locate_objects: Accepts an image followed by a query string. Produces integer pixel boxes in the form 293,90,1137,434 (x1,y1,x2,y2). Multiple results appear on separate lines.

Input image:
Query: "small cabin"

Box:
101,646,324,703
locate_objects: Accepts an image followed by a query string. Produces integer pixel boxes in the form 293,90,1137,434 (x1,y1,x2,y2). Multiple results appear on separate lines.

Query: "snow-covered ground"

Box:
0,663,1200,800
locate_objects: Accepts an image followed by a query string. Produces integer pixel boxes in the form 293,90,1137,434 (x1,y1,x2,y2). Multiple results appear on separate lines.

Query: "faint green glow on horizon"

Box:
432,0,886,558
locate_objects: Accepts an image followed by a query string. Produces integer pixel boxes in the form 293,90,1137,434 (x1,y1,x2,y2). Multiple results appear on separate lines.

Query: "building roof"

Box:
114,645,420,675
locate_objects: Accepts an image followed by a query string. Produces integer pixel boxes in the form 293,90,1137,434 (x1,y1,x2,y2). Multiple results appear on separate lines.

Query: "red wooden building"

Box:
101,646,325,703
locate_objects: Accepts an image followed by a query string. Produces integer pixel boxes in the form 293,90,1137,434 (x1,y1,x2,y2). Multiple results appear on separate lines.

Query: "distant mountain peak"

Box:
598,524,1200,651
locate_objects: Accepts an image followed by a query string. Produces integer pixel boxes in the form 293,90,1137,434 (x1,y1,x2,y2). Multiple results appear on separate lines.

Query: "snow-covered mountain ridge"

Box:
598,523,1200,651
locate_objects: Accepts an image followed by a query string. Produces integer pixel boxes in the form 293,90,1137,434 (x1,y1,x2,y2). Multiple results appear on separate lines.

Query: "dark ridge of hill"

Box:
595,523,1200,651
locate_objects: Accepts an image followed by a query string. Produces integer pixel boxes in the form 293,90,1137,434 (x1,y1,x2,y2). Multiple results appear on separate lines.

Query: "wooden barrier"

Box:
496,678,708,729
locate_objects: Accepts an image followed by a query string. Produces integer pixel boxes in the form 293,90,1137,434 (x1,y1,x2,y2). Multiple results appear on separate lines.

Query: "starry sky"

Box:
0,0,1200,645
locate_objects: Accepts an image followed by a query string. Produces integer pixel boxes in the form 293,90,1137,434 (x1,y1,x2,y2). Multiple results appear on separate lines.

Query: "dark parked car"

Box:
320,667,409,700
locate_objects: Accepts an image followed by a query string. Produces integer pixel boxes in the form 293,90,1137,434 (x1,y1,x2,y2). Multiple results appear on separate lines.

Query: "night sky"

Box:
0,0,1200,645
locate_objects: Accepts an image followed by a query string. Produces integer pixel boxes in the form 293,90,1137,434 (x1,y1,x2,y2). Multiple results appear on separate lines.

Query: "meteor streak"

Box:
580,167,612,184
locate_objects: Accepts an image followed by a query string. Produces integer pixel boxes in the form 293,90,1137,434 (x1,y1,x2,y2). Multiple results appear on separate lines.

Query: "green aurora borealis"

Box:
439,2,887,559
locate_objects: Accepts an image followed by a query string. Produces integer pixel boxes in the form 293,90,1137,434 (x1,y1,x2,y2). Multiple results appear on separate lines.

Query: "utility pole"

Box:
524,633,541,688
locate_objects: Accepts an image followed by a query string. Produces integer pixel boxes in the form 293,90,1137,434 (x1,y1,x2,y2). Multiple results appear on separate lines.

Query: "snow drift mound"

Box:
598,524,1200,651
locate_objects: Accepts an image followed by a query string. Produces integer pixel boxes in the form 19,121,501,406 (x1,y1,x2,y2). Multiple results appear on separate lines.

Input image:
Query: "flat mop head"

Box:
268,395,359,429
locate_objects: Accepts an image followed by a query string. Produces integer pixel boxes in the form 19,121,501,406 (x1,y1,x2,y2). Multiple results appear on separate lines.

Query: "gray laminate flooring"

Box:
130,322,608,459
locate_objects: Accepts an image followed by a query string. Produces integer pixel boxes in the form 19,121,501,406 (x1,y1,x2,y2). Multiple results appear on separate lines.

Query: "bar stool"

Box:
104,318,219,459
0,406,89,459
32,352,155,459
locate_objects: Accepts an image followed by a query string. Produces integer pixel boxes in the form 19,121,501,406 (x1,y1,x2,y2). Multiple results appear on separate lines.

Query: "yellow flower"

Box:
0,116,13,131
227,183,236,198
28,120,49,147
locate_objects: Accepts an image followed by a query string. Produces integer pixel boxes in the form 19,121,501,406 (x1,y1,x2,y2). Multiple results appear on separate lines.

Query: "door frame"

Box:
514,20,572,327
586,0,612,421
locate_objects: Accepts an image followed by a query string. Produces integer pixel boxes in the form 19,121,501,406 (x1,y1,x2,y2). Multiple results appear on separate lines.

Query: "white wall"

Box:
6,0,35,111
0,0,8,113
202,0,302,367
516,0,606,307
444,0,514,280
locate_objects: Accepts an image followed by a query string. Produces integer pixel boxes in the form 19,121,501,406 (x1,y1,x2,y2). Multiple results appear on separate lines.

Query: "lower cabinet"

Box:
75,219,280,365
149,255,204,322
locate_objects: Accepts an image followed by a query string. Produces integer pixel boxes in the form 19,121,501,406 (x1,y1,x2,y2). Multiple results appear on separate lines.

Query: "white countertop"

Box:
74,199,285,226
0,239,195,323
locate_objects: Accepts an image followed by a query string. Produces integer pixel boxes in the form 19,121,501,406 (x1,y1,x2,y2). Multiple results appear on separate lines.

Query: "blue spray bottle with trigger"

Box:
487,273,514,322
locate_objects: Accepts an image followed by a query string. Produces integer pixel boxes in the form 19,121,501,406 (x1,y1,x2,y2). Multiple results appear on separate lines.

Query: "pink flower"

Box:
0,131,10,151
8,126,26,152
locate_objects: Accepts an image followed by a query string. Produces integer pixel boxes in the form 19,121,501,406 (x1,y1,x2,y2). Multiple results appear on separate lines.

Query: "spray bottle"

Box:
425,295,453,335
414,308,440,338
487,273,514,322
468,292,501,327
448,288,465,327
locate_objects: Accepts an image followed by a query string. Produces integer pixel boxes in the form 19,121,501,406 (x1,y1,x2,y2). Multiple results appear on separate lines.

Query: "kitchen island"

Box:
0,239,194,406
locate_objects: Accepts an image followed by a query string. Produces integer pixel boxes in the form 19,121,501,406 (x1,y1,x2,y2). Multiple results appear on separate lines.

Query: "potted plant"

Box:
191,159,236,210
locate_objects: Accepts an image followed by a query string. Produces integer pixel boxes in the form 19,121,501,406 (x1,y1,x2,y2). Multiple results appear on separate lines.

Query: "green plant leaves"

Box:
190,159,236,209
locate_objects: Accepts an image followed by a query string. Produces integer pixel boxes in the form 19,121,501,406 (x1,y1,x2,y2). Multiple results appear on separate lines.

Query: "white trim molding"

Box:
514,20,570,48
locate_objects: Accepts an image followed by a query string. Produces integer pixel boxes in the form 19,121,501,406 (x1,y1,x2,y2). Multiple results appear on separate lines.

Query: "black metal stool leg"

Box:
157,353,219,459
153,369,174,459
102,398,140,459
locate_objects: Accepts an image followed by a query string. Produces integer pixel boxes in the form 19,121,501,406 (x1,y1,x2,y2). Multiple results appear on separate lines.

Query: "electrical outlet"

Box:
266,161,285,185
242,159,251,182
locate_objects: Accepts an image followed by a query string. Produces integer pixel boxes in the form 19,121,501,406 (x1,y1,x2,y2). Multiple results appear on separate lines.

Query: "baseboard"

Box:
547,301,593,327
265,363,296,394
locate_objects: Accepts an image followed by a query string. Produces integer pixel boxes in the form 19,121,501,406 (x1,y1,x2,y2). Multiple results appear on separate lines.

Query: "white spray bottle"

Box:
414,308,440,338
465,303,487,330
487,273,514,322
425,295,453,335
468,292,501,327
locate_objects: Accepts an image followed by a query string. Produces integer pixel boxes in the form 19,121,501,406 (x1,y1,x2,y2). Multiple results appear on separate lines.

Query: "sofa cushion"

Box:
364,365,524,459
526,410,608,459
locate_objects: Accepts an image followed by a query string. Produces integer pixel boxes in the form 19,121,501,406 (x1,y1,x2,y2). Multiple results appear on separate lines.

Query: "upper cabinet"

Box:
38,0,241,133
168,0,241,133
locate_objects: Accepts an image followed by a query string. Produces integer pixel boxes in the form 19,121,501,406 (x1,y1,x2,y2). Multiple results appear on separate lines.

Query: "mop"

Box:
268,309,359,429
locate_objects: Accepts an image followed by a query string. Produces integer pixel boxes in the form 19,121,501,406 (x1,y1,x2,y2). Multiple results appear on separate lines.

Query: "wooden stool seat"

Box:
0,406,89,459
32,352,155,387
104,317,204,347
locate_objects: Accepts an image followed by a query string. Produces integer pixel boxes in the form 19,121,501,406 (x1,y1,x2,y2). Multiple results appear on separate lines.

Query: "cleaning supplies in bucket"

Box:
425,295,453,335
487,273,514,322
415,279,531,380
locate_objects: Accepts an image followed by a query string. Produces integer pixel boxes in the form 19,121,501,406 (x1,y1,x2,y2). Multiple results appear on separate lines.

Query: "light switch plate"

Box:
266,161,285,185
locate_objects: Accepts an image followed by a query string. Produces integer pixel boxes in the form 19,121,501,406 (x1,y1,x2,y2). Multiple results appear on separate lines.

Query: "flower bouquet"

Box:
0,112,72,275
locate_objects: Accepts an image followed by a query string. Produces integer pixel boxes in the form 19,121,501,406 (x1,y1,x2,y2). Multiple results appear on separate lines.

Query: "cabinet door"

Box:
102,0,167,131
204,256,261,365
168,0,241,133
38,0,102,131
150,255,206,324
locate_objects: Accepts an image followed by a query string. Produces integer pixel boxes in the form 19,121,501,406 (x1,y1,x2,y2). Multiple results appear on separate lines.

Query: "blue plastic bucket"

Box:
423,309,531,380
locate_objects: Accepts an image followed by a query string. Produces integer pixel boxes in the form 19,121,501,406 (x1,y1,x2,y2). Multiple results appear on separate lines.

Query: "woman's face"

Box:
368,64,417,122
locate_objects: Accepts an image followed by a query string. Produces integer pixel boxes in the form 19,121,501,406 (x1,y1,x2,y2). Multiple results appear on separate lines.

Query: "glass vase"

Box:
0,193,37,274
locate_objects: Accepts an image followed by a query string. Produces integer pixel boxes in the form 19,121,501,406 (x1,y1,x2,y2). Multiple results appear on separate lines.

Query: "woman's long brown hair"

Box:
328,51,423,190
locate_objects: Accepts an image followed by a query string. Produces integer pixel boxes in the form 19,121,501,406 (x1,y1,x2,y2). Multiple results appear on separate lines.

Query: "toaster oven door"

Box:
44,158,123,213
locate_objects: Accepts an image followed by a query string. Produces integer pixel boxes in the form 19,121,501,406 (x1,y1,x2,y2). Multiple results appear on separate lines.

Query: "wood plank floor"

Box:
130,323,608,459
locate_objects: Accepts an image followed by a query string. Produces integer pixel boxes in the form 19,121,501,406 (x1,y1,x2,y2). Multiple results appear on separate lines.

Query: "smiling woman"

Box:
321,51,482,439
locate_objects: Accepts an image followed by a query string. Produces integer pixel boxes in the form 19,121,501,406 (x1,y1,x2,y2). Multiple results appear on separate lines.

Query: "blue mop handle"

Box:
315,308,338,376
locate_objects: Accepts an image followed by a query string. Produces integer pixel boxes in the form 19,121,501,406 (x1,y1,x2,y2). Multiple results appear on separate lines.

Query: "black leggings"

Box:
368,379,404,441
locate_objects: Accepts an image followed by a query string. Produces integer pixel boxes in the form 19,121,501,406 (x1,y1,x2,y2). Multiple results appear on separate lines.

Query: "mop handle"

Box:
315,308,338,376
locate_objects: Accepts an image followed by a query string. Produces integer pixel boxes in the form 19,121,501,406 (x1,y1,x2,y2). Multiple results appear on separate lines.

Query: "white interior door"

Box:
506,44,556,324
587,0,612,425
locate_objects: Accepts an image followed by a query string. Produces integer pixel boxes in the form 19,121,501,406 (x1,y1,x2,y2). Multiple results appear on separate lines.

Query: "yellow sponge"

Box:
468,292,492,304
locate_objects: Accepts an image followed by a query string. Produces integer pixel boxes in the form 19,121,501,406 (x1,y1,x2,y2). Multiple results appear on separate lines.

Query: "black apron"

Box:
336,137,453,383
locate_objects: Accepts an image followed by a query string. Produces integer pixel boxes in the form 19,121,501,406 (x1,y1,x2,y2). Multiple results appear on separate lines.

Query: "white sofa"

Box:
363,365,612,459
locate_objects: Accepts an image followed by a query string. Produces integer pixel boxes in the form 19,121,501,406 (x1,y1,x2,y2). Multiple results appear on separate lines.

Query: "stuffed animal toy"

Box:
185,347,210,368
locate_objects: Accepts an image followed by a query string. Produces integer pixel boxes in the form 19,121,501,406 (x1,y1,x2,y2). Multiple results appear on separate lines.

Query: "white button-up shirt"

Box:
****
Brief: Output everything from the start of the rows above down to the line containing "432,0,886,558", both included, as a Markdown table with the columns No. and Line, and leave out blank lines.

The reply:
| No. | Line |
|---|---|
| 1 | locate_objects: Accepts an image followed by a query string. Produces integer pixel boxes in the form 293,90,1137,434 (x1,y1,x2,y2). Multiple results appear on separate lines. |
| 2 | Input image: |
| 3 | Query: "small cabin" |
| 4 | Box: |
| 5 | 101,646,324,703 |
| 6 | locate_objects: Accepts an image followed by a query string. Produces integer pixel boxes in the form 293,90,1137,434 (x1,y1,x2,y2). Multiple results appear on separate lines. |
| 7 | Query: "snow-covered ground" |
| 8 | Box: |
| 9 | 0,663,1200,800 |
| 10 | locate_objects: Accepts an image followed by a query string. Produces integer pixel boxes in the form 293,90,1137,434 (x1,y1,x2,y2). Multiple results appear on separate lines. |
| 11 | Query: "faint green glow on horizon" |
| 12 | Box: |
| 13 | 432,0,886,558 |